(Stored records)
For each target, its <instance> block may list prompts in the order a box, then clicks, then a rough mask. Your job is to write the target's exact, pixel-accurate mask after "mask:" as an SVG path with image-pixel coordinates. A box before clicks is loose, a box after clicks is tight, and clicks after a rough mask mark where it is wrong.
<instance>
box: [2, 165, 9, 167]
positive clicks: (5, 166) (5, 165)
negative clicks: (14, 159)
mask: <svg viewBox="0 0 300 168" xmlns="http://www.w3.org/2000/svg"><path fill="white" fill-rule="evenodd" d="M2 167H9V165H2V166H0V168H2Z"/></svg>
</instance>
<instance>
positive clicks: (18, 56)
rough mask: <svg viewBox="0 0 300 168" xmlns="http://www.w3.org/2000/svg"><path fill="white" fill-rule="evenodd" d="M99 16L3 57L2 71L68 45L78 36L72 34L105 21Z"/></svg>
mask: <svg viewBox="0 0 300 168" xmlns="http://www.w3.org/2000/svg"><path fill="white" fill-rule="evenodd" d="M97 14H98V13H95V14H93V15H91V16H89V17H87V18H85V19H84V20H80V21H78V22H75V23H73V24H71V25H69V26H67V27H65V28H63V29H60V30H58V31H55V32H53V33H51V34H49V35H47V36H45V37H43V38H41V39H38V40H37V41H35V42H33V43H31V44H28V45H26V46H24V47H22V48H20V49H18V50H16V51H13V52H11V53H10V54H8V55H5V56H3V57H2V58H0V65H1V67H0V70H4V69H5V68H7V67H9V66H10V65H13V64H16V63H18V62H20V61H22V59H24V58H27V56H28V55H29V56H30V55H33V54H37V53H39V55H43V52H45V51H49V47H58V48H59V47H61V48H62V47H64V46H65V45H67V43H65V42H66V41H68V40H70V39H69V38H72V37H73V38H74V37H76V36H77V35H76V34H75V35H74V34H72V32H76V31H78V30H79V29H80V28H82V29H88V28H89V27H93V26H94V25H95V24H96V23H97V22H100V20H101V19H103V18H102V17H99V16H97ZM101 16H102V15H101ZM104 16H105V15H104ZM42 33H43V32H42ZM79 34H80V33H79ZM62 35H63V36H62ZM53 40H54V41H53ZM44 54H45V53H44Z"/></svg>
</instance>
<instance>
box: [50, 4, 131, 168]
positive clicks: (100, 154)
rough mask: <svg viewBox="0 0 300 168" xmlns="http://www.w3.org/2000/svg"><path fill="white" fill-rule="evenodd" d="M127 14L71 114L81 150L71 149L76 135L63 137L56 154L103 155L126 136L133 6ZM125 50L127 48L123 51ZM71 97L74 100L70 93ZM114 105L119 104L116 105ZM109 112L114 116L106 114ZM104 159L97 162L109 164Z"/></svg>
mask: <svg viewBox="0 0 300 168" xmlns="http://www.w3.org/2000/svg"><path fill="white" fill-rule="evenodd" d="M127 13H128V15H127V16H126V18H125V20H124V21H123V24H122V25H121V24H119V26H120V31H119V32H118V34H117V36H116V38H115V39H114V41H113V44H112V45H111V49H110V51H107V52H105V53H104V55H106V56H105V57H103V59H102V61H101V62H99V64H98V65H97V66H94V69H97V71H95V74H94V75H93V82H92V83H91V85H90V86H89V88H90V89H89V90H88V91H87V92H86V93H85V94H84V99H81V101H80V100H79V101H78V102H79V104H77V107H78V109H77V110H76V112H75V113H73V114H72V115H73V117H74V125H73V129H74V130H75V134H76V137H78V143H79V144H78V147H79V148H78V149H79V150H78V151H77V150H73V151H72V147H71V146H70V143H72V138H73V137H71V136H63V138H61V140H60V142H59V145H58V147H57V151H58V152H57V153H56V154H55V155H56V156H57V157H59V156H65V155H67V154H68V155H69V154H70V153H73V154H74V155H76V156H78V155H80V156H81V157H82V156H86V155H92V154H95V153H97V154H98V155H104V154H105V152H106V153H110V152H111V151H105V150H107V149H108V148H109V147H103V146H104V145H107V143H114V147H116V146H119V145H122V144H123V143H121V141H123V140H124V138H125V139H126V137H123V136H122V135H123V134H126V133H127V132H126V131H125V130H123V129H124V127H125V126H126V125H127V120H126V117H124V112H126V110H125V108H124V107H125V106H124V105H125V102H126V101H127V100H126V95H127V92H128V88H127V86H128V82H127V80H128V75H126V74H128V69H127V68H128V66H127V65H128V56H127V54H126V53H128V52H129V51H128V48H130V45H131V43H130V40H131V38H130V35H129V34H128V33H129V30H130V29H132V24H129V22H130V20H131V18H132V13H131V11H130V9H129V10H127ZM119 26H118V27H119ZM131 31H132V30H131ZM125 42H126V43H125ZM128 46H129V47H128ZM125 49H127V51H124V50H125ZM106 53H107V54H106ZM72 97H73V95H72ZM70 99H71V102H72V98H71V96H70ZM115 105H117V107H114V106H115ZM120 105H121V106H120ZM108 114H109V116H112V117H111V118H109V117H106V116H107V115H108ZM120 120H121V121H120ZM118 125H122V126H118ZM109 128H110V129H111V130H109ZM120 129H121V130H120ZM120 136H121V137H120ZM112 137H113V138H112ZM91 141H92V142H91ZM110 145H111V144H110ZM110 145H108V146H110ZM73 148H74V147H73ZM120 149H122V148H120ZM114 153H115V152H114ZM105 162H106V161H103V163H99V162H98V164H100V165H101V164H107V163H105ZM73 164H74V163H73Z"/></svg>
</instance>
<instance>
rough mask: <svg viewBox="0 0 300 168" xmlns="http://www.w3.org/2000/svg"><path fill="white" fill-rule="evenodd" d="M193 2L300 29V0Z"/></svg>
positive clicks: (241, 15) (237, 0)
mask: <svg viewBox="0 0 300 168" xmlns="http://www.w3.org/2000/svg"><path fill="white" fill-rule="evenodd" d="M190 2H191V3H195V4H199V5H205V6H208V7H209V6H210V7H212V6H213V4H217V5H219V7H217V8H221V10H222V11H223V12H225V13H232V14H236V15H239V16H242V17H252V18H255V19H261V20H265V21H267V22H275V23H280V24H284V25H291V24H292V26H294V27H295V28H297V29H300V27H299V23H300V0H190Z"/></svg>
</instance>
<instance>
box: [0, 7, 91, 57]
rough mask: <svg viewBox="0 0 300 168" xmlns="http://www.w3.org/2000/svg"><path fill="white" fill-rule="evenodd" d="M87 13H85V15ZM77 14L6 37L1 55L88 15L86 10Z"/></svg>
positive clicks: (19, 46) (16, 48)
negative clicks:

▶ **WHAT IS REQUIRED**
Restate the data verbatim through the "positive clicks: (18, 56)" line.

▶ **RESPONSE**
For each target, its <instance> block may list prompts in the order a box, then clicks, then a rough mask. Your job is to write the target's exact, pixel-accurate mask after "mask:" as an SVG path with image-pixel coordinates. A box before clicks is loose, a box after clicks is tight, and clicks after a rough mask mark where it is wrong.
<instance>
box: [2, 165, 9, 167]
positive clicks: (5, 166) (5, 165)
negative clicks: (14, 159)
mask: <svg viewBox="0 0 300 168" xmlns="http://www.w3.org/2000/svg"><path fill="white" fill-rule="evenodd" d="M2 167H9V165H2V166H0V168H2Z"/></svg>
</instance>
<instance>
positive clicks: (18, 56)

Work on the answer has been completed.